#### Request
Copy the listing below line for line, keeping every character as it stands.
+++ Task material +++
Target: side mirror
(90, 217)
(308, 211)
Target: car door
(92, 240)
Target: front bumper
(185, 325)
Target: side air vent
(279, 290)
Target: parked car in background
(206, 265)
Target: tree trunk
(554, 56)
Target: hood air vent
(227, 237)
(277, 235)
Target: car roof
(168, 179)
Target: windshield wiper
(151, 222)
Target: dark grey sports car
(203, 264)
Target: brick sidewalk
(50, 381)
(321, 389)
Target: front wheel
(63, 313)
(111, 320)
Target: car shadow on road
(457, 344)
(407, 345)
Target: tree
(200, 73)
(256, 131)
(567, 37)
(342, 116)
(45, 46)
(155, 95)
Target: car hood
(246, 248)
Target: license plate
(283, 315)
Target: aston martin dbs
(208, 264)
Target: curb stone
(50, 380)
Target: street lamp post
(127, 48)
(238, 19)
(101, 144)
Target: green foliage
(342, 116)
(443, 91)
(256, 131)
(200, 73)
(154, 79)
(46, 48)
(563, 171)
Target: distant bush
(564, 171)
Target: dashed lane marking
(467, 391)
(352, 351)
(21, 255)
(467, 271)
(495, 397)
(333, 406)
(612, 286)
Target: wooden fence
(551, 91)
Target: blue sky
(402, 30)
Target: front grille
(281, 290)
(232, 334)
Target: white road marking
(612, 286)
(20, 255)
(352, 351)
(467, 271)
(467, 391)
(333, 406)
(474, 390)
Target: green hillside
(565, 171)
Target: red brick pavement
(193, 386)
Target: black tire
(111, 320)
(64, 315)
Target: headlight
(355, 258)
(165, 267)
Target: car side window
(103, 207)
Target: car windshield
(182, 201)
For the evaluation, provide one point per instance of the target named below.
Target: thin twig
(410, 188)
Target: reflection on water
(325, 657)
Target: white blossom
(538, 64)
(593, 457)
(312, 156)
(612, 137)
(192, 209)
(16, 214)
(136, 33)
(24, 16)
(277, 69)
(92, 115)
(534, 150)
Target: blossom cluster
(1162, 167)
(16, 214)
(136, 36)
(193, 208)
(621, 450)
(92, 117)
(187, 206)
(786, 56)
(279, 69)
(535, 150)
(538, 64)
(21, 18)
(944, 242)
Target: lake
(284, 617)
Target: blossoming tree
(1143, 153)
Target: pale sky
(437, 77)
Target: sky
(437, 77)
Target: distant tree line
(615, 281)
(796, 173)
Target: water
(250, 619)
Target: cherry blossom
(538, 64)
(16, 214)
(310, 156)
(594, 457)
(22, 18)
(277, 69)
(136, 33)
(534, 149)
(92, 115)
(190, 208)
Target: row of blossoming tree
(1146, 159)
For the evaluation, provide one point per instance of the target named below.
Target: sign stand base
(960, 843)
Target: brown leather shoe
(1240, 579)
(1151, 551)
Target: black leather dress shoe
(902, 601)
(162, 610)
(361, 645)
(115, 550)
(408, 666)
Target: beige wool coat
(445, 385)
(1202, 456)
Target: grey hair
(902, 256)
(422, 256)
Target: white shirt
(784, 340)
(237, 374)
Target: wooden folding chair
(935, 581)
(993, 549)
+++
#### Task solution
Target: side mirror
(90, 217)
(308, 211)
Target: car door
(92, 240)
Target: front bumper
(185, 325)
Target: side air vent
(279, 290)
Target: parked car in background
(206, 265)
Target: tree trunk
(554, 56)
Target: hood air vent
(227, 237)
(277, 235)
Target: car roof
(168, 179)
Target: windshield wiper
(151, 222)
Target: dark grey sports car
(203, 264)
Target: brick sidewalk
(50, 381)
(321, 389)
Target: front wheel
(63, 313)
(111, 320)
Target: car shadow on road
(457, 344)
(407, 345)
Target: tree
(200, 73)
(256, 131)
(567, 37)
(342, 116)
(45, 46)
(155, 95)
Target: car hood
(246, 248)
Target: license plate
(283, 315)
Target: aston martin dbs
(208, 264)
Target: curb stone
(50, 380)
Target: street lamp post
(127, 48)
(238, 19)
(101, 144)
Target: green foliage
(342, 116)
(443, 91)
(256, 131)
(200, 73)
(154, 79)
(46, 48)
(563, 171)
Target: distant bush
(564, 171)
Target: dashed lane marking
(467, 391)
(352, 351)
(21, 255)
(467, 271)
(495, 397)
(333, 406)
(612, 286)
Target: wooden fence
(551, 91)
Target: blue sky
(402, 30)
Target: front grille
(281, 290)
(232, 334)
Target: white road marking
(612, 286)
(20, 255)
(352, 351)
(467, 271)
(467, 391)
(333, 406)
(474, 390)
Target: green hillside
(565, 171)
Target: red brick pavement
(193, 386)
Target: black tire
(111, 320)
(64, 315)
Target: headlight
(355, 258)
(165, 267)
Target: car side window
(103, 207)
Target: car windshield
(182, 201)
For the evaluation, provide one point per instance of the target named below.
Target: thin twig
(410, 188)
Target: reflection on water
(325, 657)
Target: white blossom
(538, 64)
(593, 457)
(312, 156)
(612, 137)
(192, 209)
(16, 214)
(136, 33)
(24, 16)
(277, 69)
(92, 115)
(534, 150)
Target: blossom cluster
(1162, 167)
(16, 214)
(136, 36)
(193, 208)
(621, 450)
(92, 117)
(187, 206)
(786, 56)
(279, 69)
(535, 150)
(538, 64)
(21, 18)
(944, 242)
Target: lake
(284, 617)
Target: blossoming tree
(1143, 153)
Target: pale sky
(437, 77)
Target: sky
(437, 77)
Target: distant tree line
(615, 281)
(796, 173)
Target: water
(250, 619)
Target: cherry blossom
(538, 64)
(16, 214)
(310, 156)
(594, 457)
(22, 18)
(277, 69)
(136, 33)
(534, 149)
(92, 115)
(190, 208)
Target: row of blossoming tree
(1146, 159)
For the evaluation, provide one point per instance of the target named below.
Target: sign stand base
(960, 843)
Target: brown leather shoe
(1240, 579)
(1151, 551)
Target: black leather dress shoe
(902, 601)
(162, 610)
(361, 645)
(115, 550)
(408, 666)
Target: beige wool coat
(445, 385)
(1202, 456)
Target: grey hair
(902, 256)
(422, 256)
Target: white shirt
(784, 340)
(237, 374)
Target: wooden folding chair
(935, 581)
(993, 549)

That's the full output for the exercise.